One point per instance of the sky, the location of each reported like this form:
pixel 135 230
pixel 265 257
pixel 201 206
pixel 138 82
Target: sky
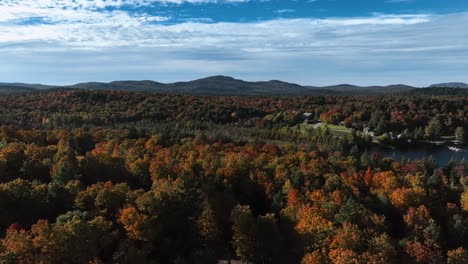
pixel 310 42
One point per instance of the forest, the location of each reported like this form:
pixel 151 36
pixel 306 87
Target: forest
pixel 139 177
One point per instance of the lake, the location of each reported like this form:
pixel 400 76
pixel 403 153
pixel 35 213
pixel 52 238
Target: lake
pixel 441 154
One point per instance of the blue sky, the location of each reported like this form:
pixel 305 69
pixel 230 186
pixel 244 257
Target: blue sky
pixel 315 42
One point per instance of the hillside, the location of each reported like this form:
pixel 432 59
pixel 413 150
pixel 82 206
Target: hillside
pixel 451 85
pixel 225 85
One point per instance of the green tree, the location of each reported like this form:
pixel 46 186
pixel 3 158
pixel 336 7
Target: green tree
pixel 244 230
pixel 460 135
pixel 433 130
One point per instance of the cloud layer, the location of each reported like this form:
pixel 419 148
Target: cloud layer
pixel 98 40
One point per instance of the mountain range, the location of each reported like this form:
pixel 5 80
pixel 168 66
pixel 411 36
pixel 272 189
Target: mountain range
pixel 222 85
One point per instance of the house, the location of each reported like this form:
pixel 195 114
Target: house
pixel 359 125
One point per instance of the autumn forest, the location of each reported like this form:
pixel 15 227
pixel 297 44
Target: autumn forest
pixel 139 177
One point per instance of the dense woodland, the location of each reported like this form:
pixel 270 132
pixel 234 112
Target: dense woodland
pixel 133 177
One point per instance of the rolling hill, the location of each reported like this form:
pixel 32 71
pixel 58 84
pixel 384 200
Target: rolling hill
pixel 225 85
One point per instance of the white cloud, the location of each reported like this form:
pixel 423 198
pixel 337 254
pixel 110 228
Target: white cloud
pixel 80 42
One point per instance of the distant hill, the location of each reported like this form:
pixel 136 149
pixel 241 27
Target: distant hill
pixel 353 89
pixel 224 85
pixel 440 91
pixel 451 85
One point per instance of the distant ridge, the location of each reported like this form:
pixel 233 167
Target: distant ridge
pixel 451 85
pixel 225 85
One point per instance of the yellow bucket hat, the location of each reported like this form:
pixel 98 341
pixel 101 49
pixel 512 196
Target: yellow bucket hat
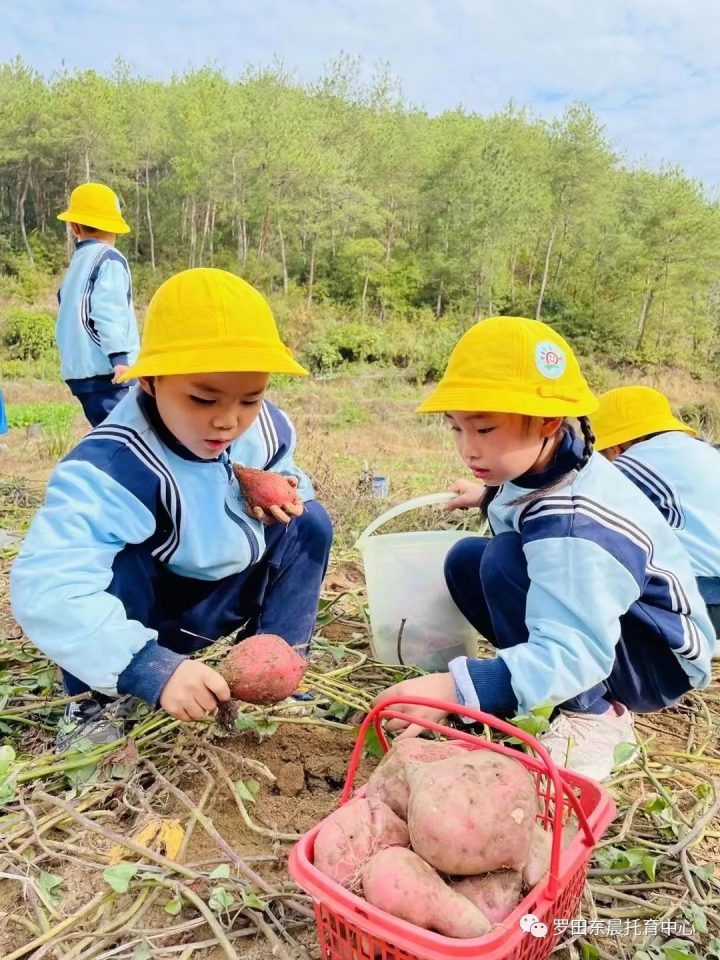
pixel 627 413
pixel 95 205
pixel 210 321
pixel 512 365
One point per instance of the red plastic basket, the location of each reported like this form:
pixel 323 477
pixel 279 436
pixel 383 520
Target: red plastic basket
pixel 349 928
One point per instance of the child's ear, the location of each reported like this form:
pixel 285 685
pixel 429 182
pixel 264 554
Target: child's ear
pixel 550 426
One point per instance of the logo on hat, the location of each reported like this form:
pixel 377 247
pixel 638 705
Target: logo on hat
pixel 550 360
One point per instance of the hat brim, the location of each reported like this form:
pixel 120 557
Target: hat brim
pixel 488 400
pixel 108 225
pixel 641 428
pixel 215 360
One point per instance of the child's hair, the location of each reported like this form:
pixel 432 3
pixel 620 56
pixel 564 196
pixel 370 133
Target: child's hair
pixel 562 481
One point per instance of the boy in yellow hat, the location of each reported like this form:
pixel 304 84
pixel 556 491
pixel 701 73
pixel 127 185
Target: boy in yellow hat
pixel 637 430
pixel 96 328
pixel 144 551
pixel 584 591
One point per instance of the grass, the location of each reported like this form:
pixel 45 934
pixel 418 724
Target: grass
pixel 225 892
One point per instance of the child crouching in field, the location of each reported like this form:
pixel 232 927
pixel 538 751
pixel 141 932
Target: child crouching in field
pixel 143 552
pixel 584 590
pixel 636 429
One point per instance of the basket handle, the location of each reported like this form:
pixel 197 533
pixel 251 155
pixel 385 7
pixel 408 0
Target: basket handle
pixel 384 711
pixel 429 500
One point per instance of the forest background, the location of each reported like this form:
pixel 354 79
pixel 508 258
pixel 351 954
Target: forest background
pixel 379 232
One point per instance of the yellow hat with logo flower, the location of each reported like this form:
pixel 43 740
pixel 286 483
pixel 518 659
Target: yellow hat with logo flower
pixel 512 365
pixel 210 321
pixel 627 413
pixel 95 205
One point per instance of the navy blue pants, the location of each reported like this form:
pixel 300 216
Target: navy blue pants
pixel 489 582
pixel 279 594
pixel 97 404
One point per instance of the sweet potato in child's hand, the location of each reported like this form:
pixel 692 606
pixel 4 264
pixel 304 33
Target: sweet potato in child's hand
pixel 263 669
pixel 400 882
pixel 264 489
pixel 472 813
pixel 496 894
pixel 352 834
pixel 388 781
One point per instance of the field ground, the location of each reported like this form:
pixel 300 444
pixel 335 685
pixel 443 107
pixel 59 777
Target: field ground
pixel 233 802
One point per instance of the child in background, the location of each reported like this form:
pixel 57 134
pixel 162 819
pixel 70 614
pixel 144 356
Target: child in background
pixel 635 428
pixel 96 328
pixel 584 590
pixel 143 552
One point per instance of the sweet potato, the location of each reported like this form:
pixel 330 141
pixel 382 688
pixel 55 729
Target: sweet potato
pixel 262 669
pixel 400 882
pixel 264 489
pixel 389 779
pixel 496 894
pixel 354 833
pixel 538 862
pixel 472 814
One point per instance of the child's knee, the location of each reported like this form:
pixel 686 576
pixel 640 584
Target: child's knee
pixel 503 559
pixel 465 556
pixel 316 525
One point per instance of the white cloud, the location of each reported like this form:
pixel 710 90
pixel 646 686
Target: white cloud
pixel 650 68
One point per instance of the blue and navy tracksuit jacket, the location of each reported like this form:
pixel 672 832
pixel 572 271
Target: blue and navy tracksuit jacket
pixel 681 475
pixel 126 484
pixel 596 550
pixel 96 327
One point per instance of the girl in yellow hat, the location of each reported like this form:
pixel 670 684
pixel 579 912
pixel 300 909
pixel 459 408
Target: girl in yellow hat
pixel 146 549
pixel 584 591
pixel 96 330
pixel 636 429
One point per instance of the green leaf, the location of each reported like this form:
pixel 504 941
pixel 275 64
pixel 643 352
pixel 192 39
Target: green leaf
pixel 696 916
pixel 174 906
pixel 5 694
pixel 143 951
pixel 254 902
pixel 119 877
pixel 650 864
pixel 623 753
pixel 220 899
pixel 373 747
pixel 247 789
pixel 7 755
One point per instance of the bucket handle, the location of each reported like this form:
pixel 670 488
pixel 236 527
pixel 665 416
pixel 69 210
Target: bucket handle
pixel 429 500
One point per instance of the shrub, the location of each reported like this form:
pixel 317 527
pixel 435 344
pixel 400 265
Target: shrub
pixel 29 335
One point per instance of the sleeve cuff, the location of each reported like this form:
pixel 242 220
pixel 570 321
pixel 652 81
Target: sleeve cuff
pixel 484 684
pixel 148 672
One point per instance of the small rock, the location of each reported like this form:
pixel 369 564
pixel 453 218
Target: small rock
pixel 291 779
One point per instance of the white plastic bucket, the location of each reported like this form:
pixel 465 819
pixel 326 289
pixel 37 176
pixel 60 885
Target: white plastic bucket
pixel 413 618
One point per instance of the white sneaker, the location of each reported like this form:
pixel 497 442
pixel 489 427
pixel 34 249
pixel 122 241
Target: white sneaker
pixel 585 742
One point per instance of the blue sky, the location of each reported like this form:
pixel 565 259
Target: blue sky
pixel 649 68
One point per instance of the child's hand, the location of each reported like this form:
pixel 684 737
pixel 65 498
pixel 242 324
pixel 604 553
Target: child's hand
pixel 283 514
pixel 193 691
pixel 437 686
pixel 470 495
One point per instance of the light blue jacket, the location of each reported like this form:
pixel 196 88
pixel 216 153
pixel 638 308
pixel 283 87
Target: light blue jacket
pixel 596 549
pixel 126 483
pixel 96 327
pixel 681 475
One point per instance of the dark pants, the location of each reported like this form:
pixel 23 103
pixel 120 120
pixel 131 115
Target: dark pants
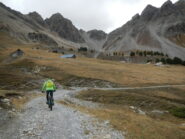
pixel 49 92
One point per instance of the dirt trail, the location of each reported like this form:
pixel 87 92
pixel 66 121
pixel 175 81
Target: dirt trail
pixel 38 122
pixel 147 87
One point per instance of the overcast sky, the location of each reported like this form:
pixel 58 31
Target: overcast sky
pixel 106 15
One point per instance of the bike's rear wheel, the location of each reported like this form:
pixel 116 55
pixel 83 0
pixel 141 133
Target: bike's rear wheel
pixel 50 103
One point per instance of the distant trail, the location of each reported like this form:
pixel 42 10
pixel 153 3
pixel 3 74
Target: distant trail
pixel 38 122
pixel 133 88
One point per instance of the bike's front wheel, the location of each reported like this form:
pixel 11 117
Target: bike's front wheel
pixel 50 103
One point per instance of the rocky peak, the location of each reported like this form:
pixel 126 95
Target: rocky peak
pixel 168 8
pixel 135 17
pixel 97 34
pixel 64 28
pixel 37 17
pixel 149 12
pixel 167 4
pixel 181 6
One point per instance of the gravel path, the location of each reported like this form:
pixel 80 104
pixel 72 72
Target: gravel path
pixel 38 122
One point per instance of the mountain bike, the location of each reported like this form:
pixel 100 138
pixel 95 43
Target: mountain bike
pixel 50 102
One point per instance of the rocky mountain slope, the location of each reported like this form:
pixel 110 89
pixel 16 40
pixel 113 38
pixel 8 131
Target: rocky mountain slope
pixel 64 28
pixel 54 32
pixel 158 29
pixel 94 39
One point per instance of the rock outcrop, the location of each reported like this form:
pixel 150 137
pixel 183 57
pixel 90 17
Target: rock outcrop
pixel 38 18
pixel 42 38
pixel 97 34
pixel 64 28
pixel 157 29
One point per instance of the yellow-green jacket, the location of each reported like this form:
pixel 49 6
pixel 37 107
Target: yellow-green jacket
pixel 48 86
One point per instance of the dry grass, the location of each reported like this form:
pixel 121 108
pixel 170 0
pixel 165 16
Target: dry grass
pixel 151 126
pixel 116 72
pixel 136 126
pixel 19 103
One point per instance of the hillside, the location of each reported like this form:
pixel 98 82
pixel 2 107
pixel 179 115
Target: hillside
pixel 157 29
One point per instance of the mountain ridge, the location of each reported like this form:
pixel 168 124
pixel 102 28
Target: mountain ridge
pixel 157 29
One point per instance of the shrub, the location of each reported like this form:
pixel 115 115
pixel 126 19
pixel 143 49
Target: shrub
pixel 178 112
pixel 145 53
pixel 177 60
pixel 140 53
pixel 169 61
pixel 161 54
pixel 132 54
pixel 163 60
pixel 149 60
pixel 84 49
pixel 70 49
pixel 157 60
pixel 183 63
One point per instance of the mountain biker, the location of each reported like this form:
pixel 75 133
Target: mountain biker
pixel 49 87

==

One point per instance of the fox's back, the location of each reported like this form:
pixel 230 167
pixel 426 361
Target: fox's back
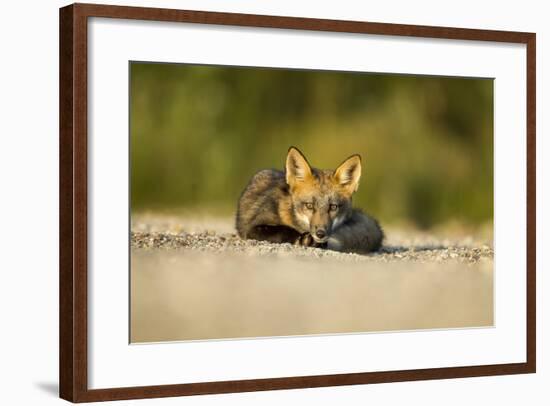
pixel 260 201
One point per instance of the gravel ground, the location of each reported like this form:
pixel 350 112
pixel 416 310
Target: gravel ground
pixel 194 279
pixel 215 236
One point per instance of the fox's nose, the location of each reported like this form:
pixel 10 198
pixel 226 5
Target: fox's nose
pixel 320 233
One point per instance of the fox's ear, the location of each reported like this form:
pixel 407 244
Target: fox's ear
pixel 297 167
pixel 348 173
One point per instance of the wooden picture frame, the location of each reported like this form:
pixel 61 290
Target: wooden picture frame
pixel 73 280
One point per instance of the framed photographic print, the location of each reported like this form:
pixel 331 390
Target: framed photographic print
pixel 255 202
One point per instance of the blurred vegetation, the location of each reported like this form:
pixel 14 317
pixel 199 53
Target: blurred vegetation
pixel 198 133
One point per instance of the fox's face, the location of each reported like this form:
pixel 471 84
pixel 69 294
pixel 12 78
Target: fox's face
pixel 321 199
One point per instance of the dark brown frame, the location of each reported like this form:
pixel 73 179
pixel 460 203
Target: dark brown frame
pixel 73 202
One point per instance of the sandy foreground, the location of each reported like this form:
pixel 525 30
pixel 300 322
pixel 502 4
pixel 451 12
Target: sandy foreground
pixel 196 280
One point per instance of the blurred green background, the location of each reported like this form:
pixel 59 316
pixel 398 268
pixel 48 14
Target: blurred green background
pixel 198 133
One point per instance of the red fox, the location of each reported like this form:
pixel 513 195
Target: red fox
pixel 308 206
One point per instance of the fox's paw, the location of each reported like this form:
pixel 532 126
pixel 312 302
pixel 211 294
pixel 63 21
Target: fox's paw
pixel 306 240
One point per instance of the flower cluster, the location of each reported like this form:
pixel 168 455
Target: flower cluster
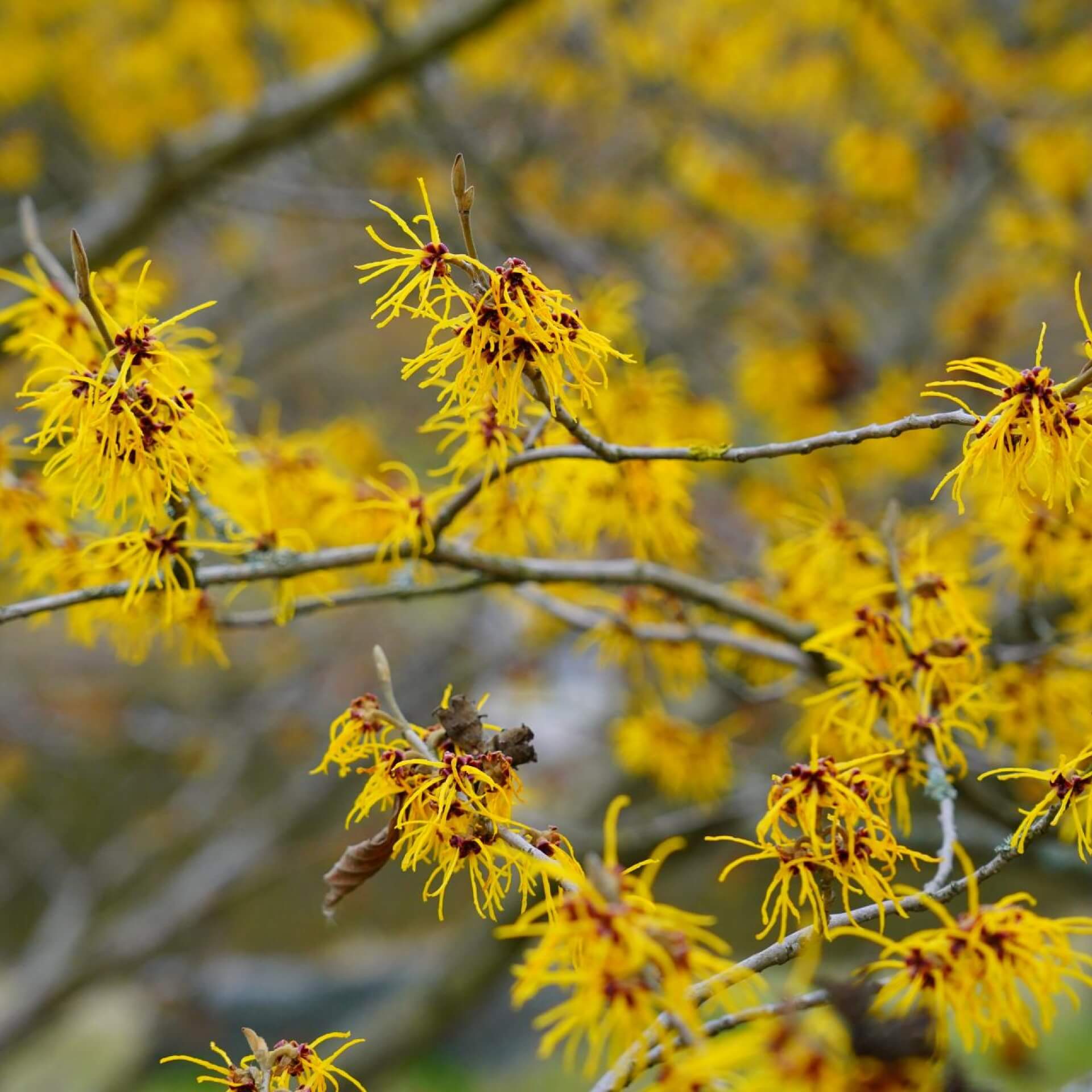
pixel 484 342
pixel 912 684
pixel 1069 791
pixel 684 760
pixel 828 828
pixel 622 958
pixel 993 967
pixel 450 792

---

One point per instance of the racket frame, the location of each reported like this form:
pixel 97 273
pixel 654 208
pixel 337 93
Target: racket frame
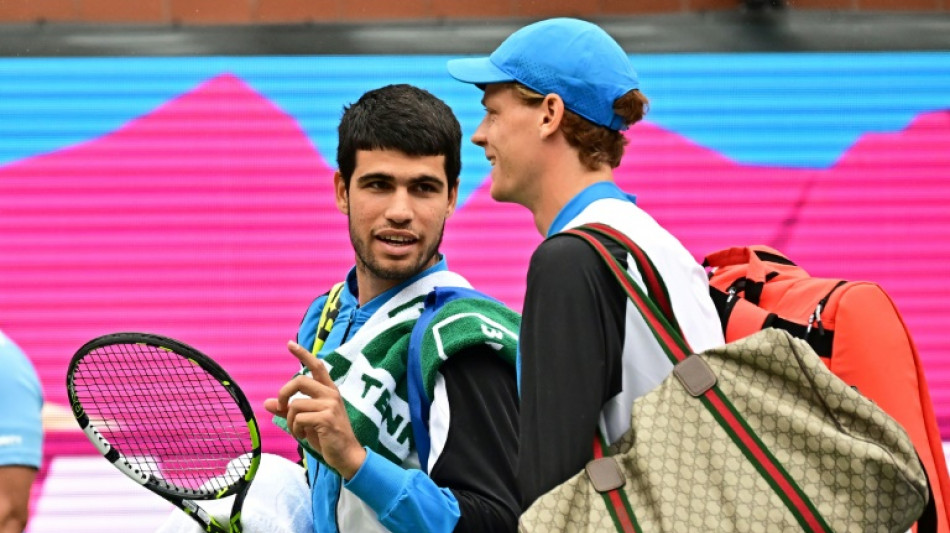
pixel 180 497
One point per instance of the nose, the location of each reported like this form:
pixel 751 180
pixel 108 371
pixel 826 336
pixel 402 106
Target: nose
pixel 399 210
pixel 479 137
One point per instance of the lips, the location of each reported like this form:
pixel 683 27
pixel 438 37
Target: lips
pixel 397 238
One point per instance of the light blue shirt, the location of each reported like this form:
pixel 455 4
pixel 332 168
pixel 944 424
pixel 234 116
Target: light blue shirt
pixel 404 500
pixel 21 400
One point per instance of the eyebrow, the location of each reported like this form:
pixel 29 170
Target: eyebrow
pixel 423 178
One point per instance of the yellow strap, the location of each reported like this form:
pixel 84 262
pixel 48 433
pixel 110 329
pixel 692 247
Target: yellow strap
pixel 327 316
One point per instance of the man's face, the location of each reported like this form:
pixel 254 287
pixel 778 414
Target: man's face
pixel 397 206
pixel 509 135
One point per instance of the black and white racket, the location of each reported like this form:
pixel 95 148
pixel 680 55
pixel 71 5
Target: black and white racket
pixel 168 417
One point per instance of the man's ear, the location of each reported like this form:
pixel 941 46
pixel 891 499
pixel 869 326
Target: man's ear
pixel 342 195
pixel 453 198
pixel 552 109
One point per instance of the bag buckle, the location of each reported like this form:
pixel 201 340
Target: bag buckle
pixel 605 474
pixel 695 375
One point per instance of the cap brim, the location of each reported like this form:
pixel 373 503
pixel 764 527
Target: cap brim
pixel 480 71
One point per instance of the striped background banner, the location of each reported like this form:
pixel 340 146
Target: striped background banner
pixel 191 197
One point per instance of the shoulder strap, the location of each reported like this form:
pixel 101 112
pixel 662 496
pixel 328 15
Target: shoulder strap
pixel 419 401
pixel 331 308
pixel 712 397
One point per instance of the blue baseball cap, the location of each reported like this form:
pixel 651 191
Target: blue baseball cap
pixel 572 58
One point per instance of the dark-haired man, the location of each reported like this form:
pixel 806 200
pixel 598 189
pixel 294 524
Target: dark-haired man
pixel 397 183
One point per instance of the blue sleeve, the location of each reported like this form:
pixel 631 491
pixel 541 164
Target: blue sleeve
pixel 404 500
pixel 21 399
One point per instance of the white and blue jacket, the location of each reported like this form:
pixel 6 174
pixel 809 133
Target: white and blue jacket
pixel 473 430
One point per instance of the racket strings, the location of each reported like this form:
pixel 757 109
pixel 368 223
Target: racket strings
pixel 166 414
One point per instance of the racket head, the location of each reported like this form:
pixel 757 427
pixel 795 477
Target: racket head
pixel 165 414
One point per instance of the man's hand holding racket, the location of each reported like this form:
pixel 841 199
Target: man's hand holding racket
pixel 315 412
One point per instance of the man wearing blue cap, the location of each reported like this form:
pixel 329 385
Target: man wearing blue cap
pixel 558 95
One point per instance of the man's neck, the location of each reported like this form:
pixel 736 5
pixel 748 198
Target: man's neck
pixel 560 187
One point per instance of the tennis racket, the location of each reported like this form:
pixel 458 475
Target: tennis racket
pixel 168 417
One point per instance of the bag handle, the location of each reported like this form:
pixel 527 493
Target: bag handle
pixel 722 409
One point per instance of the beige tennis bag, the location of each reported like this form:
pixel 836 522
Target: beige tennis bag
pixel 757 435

* _Exercise requirements_
Copy verbatim, from the listing above, each line from the one containing "pixel 332 168" down to the one containing "pixel 110 329", inclusive.

* _Solution to the problem_
pixel 332 168
pixel 944 424
pixel 234 116
Target: light blue shirt
pixel 404 500
pixel 21 400
One point per instance of the eyebrow, the location of each reported like this form:
pixel 29 170
Target: eyebrow
pixel 423 178
One point per instance of the yellow strap, the location of each reported like this form:
pixel 84 262
pixel 48 433
pixel 110 329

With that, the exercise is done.